__DESCRIPTION OF THE TASK__: Your answer should be the line containing "Question. For each instance of the dog in" and every line after it to the end of the records below, word for word.

=== RECORD EXCERPTS ===

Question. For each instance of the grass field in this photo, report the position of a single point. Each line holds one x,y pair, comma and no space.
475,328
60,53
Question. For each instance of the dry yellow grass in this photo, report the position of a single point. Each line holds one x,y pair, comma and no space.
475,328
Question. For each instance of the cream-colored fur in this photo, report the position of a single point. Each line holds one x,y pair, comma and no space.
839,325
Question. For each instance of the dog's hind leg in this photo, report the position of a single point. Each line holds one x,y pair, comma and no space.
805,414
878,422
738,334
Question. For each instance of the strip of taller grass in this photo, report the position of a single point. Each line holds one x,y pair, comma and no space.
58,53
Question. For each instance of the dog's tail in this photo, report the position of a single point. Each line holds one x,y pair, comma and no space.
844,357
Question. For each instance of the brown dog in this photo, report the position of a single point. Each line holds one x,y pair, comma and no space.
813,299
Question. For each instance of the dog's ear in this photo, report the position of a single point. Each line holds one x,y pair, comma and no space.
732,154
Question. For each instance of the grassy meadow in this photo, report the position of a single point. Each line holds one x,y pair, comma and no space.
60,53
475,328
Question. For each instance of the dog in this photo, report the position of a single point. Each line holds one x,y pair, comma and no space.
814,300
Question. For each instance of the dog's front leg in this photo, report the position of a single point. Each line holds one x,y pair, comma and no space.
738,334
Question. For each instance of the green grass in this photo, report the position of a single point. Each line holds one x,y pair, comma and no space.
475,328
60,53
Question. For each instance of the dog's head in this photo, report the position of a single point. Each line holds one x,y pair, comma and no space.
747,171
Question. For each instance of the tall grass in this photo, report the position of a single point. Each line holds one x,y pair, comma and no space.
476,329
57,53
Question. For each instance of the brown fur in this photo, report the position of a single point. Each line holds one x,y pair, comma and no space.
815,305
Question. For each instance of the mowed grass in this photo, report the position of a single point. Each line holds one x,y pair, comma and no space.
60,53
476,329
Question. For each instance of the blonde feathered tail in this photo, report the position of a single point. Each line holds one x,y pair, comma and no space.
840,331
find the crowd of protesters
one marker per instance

===

__SOLUTION TO THE EXERCISE__:
Question. For each instance of the dog in this photo, report the position of a single point. Each line holds one x,y pair, comma and no space.
814,300
Question. For each instance of the dog's front leg in this photo, report the position of a single point. Each line holds one x,y pair, comma and no space.
738,334
Question. For each instance of the green grass in this photo, report the position of a single point. Each line holds one x,y pair, comma and no space.
475,328
60,53
Question. For each instance of the dog's head in this photo, report the position of a single point. Each line holds one x,y pair, comma and no space.
747,171
Question. For each instance of the tall grass in this photo, report the position of a single point. Each line holds one x,y pair, comma and no space.
476,329
57,53
Question. For each instance of the brown fur in this photo, report the position of a single point. Each line holds one x,y pair, comma and no space.
815,305
Question. For each instance of the mowed grass in this photo, report the position of a single point. Each line holds one x,y pair, comma and no space.
60,53
476,329
Question. For each instance of the blonde feathered tail in this photo, report the position of a single point. Each line holds one x,y pair, comma and no space.
840,331
find the crowd of protesters
one marker per instance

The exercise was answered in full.